→ INSTRUCTIONS FOR THE TASK:
Write all of the entries out again exactly, but not the images.

→ DATASET CONTENT:

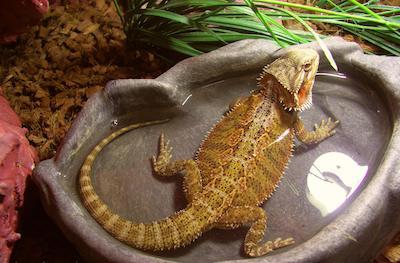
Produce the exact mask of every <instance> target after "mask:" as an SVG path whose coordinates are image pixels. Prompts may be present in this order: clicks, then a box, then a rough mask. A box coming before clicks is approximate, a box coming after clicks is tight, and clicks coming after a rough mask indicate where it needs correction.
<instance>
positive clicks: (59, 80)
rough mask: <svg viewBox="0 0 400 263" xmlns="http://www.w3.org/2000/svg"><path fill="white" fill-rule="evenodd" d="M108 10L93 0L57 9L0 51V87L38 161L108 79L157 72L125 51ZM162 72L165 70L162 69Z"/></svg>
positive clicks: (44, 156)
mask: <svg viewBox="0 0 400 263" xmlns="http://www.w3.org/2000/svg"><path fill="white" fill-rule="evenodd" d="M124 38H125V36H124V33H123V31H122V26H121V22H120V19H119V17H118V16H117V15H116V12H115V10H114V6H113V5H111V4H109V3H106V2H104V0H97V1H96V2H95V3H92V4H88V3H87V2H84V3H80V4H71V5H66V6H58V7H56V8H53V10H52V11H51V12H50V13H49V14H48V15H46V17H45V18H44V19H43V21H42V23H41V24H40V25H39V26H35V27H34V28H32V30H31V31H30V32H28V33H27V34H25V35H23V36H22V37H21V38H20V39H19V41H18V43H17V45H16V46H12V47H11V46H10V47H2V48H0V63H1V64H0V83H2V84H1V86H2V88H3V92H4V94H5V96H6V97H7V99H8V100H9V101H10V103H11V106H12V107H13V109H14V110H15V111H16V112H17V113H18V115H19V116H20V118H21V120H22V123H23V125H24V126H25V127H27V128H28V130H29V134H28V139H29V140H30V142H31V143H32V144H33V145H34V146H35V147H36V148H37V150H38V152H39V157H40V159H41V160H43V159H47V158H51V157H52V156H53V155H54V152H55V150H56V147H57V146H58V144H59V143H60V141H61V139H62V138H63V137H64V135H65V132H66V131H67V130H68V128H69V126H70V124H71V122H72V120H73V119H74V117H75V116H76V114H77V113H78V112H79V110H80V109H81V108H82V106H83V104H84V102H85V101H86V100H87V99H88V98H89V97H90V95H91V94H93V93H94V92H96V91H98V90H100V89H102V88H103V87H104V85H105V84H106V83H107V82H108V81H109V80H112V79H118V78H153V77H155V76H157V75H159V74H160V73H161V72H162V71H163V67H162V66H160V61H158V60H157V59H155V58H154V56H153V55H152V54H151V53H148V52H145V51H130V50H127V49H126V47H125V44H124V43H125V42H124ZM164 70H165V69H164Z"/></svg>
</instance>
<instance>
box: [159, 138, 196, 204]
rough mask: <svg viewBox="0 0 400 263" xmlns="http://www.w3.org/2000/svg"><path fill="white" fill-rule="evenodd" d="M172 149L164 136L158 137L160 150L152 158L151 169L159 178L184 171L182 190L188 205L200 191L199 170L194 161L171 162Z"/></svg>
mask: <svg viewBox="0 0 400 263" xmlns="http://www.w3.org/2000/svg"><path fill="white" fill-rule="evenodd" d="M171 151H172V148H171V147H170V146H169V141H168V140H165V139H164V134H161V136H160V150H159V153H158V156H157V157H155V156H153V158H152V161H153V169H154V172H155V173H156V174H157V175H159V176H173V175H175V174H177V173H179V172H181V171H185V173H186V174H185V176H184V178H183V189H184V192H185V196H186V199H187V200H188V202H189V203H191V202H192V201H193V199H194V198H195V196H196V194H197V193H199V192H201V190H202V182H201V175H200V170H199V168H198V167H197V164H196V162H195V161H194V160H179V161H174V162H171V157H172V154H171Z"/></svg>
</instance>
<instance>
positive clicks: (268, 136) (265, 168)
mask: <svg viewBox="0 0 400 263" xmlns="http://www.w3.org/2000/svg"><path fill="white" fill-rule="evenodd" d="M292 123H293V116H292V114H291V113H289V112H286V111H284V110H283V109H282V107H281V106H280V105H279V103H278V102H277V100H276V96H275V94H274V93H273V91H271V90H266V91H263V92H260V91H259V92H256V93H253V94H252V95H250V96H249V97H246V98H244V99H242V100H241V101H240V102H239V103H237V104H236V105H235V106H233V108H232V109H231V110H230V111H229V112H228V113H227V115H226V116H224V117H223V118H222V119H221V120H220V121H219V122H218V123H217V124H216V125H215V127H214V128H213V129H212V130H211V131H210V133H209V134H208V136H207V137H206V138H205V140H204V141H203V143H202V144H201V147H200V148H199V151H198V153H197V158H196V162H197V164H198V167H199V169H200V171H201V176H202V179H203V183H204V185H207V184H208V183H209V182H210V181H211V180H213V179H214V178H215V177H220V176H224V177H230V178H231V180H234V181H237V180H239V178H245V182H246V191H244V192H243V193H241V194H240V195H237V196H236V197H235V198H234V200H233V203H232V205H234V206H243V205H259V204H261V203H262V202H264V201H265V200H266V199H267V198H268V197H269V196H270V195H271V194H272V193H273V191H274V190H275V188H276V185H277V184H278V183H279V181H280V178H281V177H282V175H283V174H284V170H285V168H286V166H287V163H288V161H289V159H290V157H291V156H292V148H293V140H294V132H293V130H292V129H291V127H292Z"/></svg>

→ TASK RESPONSE:
Produce the exact mask of every <instance> target after "mask:" as an SVG path whose coordinates are image pixels. Prompts may be present in this order: clicks, then a box, then a rough mask. A box coming before clicks is approximate, a box coming after clicks is tight, and clicks coming after a rough mask indicate where it needs correction.
<instance>
positive clicks: (59, 80)
rough mask: <svg viewBox="0 0 400 263" xmlns="http://www.w3.org/2000/svg"><path fill="white" fill-rule="evenodd" d="M108 10L93 0L57 9L0 51V87L38 161L108 79L157 72L125 51ZM162 72L165 70L162 69Z"/></svg>
positive clicks: (44, 156)
mask: <svg viewBox="0 0 400 263" xmlns="http://www.w3.org/2000/svg"><path fill="white" fill-rule="evenodd" d="M124 38H125V36H124V33H123V31H122V26H121V22H120V19H119V17H118V16H117V15H116V12H115V10H114V6H113V5H111V4H109V3H106V2H104V0H97V1H96V2H95V3H92V4H88V3H87V2H84V3H80V4H71V5H66V6H58V7H56V8H53V10H52V11H51V12H50V13H49V14H48V15H46V17H45V18H44V19H43V21H42V23H41V24H40V25H39V26H35V27H34V28H32V30H31V31H30V32H28V33H27V34H25V35H23V36H22V37H21V38H20V39H19V41H18V43H17V45H16V46H12V47H11V46H10V47H2V48H0V63H1V64H0V83H2V84H1V86H2V88H3V92H4V94H5V96H6V97H7V99H8V100H9V101H10V103H11V106H12V107H13V109H14V110H15V111H16V112H17V113H18V115H19V116H20V118H21V120H22V123H23V125H24V126H25V127H27V128H28V130H29V134H28V139H29V140H30V142H31V143H32V144H33V145H34V146H35V147H36V148H37V150H38V152H39V157H40V159H41V160H43V159H47V158H51V157H52V156H53V155H54V152H55V150H56V147H57V146H58V144H59V143H60V141H61V139H62V138H63V137H64V135H65V132H66V131H67V130H68V128H69V126H70V124H71V122H72V120H73V119H74V117H75V116H76V114H77V113H78V112H79V110H80V109H81V108H82V106H83V104H84V102H85V101H86V100H87V99H88V98H89V97H90V95H91V94H93V93H94V92H96V91H98V90H100V89H102V88H103V87H104V85H105V84H106V83H107V82H108V81H109V80H112V79H118V78H153V77H155V76H157V75H159V74H160V73H161V72H162V71H163V67H162V66H160V61H158V60H157V59H155V58H154V56H153V55H152V54H151V53H148V52H145V51H130V50H127V49H126V47H125V44H124V43H125V42H124ZM164 70H165V69H164Z"/></svg>
</instance>
<instance>
box: [159, 138, 196, 204]
rough mask: <svg viewBox="0 0 400 263" xmlns="http://www.w3.org/2000/svg"><path fill="white" fill-rule="evenodd" d="M172 149L164 136L158 137L160 150L152 158L151 169L159 178L184 171L182 190L188 205L200 191L199 170L194 161L171 162Z"/></svg>
mask: <svg viewBox="0 0 400 263" xmlns="http://www.w3.org/2000/svg"><path fill="white" fill-rule="evenodd" d="M171 151H172V148H171V147H170V146H169V141H168V140H165V139H164V134H161V136H160V150H159V153H158V156H157V157H155V156H153V158H152V161H153V169H154V172H155V173H156V174H157V175H159V176H173V175H175V174H177V173H179V172H181V171H185V173H186V174H185V176H184V178H183V189H184V192H185V196H186V199H187V200H188V202H189V203H191V202H192V201H193V199H194V198H195V196H196V194H197V193H199V192H201V190H202V182H201V175H200V170H199V168H198V167H197V164H196V162H195V161H194V160H179V161H174V162H171V157H172V154H171Z"/></svg>
</instance>
<instance>
positive clicks: (268, 136) (265, 168)
mask: <svg viewBox="0 0 400 263" xmlns="http://www.w3.org/2000/svg"><path fill="white" fill-rule="evenodd" d="M292 123H293V116H292V114H291V113H289V112H286V111H284V110H283V109H282V107H281V106H280V105H279V103H278V102H277V100H276V96H275V94H274V93H273V91H271V90H266V91H263V92H260V91H259V92H256V93H253V94H252V95H250V96H249V97H246V98H244V99H242V100H241V101H240V102H239V103H237V104H236V105H235V106H233V108H232V109H231V110H230V111H229V112H228V113H227V115H226V116H224V117H223V118H222V119H221V120H220V121H219V122H218V123H217V124H216V125H215V127H214V128H213V129H212V130H211V131H210V133H209V134H208V136H207V137H206V138H205V140H204V141H203V143H202V144H201V147H200V148H199V151H198V153H197V158H196V162H197V164H198V167H199V169H200V171H201V176H202V179H203V183H204V185H207V184H208V183H209V182H210V181H211V180H213V179H214V178H215V177H220V176H224V177H230V178H231V180H234V181H237V180H239V178H245V182H246V191H244V192H243V193H241V194H240V195H237V196H236V197H235V198H234V200H233V203H232V205H234V206H243V205H259V204H261V203H262V202H264V201H265V200H266V199H267V198H268V197H269V196H270V195H271V194H272V193H273V191H274V190H275V188H276V185H277V184H278V183H279V181H280V178H281V177H282V175H283V174H284V170H285V168H286V166H287V163H288V161H289V159H290V157H291V156H292V148H293V140H294V132H293V130H292V129H291V127H292Z"/></svg>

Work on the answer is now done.